== EXCERTO DO DOCUMENTO ==

Continuando a descrição do Itinerário XVI, vamos agora analisar a sua passagem por Conimbriga, seguramente localizada nas ruínas romanas junto de Condeixa-a-Velha, subsistem ainda dúvidas sobre qual seria o trajecto da via. A indicação de 10 milhas a Aeminium, actual Coimbra, é também coerente com esta identificação.

Itinerário XVI
Seilium
Conimbriga m.p. XXXIIII
Aeminium m.p. X
Talabriga m.p. XL

A aproximação à cidade fazia-se sem dúvida pelo lugar de Tamazinhos, onde apareceu um miliário indicando oito milhas, valor compatível com a distância a Conímbriga, no entanto, subsistem dúvidas sobre o trajecto seguido até à cidade romana que, tal como as restantes estações deste itinerário, assenta sobre um povoado anterior pré-romano (Correia, 1993).

O primeiro traçado proposto seguia um trajecto directo à cidade, passando por Fonte Coberta e lugar do Poço. No entanto, este percurso era suspeito e avesso à normal tipologia da viação antiga dado que obriga a uma dupla travessia do Rio de Mouros.

Tentou-se assim uma alternativa que evitasse esse obstáculo, fazendo seguir a via mais a nascente, por Alcabideque, local onde subsiste o sistema romano de captação da água que alimentava a cidade por um aqueduto. Se por um lado, esta hipótese permitia um trajecto menos acidentado e mais directo Coimbra, por outro lado, não havia maneira de acertar a marcação miliária com as 10 milhas indicadas a Coimbra nem com as 8 milhas indicadas no miliário de Tamazinhos.

Fig. 1 – A vermelho as anteriores propostas e a azul o nova proposta de traçado da via cortando por Castelo/Ns. da Piedade (8 m.p), Ponte de Atadôa (9 m.p.) e Portela de Alfarda (10 m.p.).

===
== ENTRADAS EXTRAÍDAS ==

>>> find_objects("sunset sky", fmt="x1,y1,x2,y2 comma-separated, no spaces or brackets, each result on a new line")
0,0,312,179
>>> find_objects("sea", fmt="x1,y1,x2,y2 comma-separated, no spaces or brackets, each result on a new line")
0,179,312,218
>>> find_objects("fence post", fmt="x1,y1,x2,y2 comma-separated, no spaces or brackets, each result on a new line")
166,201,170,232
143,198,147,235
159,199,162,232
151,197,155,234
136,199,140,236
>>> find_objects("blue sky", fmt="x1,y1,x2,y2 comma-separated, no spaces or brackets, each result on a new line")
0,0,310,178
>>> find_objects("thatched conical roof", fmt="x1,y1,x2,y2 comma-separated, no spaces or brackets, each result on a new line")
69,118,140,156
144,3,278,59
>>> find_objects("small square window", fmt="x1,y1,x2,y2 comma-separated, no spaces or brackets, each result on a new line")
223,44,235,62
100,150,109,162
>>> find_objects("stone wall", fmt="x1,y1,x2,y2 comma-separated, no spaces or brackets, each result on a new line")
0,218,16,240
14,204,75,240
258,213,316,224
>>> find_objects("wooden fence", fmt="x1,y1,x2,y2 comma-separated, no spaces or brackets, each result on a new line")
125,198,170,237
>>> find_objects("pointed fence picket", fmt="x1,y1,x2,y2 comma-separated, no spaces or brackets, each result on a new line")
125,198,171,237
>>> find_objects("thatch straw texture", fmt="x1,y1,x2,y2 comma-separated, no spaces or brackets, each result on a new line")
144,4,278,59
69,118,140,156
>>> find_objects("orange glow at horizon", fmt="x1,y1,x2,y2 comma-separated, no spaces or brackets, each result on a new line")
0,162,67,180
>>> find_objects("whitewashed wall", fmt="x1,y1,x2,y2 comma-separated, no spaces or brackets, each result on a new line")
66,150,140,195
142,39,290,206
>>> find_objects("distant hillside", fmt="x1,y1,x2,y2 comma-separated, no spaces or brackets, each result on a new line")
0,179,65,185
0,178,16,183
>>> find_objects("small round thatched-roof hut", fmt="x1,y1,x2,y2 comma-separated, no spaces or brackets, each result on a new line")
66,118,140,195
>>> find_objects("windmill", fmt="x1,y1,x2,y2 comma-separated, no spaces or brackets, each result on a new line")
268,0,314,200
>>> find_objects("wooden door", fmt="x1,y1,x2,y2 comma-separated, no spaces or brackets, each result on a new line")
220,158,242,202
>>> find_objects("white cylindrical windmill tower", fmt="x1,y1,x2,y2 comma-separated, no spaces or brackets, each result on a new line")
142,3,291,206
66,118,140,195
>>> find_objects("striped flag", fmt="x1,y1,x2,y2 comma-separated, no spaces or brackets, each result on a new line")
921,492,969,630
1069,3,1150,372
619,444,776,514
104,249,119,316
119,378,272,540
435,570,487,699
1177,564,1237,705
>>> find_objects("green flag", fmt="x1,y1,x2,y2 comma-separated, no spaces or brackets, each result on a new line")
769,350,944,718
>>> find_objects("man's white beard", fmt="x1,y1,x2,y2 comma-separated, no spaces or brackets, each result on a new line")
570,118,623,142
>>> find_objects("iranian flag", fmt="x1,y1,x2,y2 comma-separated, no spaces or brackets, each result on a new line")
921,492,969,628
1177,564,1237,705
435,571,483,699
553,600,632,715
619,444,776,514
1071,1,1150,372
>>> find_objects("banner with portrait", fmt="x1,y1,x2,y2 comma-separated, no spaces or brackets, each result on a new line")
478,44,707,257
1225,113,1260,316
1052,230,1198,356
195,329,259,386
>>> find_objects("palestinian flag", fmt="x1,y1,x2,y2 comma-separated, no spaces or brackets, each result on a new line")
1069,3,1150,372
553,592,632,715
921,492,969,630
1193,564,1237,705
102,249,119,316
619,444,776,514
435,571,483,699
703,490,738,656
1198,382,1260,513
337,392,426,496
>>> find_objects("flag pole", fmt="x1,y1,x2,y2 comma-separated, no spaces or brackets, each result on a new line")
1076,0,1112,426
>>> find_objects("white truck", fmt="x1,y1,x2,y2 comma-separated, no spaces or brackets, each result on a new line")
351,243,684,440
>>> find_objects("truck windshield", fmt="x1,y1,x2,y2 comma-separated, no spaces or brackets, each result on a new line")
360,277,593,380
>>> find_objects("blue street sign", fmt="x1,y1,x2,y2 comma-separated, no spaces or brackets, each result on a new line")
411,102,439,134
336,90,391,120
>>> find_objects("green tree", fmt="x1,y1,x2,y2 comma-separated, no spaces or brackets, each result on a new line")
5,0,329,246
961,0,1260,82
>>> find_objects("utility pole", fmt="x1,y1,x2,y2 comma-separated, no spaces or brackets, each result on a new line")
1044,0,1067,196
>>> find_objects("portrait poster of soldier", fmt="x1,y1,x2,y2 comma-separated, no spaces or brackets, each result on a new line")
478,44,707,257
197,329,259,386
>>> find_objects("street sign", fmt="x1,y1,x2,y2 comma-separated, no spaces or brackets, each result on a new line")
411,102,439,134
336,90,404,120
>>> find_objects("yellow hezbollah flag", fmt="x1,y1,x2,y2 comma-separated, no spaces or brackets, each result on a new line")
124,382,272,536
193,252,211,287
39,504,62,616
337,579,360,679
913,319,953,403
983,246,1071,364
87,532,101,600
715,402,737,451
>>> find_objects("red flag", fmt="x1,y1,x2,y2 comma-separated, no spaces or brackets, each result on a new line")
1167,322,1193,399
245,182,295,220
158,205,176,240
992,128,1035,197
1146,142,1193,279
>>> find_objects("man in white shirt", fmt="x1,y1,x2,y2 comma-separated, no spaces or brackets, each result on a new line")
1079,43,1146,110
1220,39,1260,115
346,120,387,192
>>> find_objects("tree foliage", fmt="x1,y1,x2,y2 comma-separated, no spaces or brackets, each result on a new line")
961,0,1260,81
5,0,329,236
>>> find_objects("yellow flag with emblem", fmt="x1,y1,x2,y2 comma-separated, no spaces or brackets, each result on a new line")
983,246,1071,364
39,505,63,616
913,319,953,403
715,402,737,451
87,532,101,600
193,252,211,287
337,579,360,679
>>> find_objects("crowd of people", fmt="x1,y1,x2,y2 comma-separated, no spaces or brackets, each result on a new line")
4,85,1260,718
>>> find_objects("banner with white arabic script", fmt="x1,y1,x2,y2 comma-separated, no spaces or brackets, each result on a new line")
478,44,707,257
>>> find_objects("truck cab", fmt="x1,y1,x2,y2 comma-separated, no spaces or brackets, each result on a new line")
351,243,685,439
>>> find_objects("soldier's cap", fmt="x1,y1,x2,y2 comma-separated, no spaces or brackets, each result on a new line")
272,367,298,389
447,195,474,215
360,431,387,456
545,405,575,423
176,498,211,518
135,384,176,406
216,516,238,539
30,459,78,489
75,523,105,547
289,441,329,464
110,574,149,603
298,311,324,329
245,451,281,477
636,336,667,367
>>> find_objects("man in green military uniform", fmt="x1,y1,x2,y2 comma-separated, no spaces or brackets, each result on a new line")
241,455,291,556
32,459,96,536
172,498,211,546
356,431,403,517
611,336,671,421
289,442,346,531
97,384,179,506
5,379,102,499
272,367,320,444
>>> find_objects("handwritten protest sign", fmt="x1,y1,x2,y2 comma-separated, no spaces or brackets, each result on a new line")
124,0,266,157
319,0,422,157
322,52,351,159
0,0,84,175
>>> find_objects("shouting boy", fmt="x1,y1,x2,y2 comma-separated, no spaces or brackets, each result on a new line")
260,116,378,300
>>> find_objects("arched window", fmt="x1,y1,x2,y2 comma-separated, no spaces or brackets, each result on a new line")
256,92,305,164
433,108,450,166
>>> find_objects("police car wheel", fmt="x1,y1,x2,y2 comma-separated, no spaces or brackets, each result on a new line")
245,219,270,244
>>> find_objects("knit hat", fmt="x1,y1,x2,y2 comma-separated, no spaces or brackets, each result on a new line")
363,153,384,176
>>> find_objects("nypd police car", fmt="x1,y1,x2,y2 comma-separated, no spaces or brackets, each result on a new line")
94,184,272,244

===

O EXERCÍCIO → Copie por inteiro o excerto sobre a passagem da via romana por Conimbriga, sem mudar uma vírgula.

RESULTADO FINAL →
Continuando a descrição do Itinerário XVI, vamos agora analisar a sua passagem por Conimbriga, seguramente localizada nas ruínas romanas junto de Condeixa-a-Velha, subsistem ainda dúvidas sobre qual seria o trajecto da via. A indicação de 10 milhas a Aeminium, actual Coimbra, é também coerente com esta identificação.

Itinerário XVI
Seilium
Conimbriga m.p. XXXIIII
Aeminium m.p. X
Talabriga m.p. XL

A aproximação à cidade fazia-se sem dúvida pelo lugar de Tamazinhos, onde apareceu um miliário indicando oito milhas, valor compatível com a distância a Conímbriga, no entanto, subsistem dúvidas sobre o trajecto seguido até à cidade romana que, tal como as restantes estações deste itinerário, assenta sobre um povoado anterior pré-romano (Correia, 1993).

O primeiro traçado proposto seguia um trajecto directo à cidade, passando por Fonte Coberta e lugar do Poço. No entanto, este percurso era suspeito e avesso à normal tipologia da viação antiga dado que obriga a uma dupla travessia do Rio de Mouros.

Tentou-se assim uma alternativa que evitasse esse obstáculo, fazendo seguir a via mais a nascente, por Alcabideque, local onde subsiste o sistema romano de captação da água que alimentava a cidade por um aqueduto. Se por um lado, esta hipótese permitia um trajecto menos acidentado e mais directo Coimbra, por outro lado, não havia maneira de acertar a marcação miliária com as 10 milhas indicadas a Coimbra nem com as 8 milhas indicadas no miliário de Tamazinhos.

Fig. 1 – A vermelho as anteriores propostas e a azul o nova proposta de traçado da via cortando por Castelo/Ns. da Piedade (8 m.p), Ponte de Atadôa (9 m.p.) e Portela de Alfarda (10 m.p.).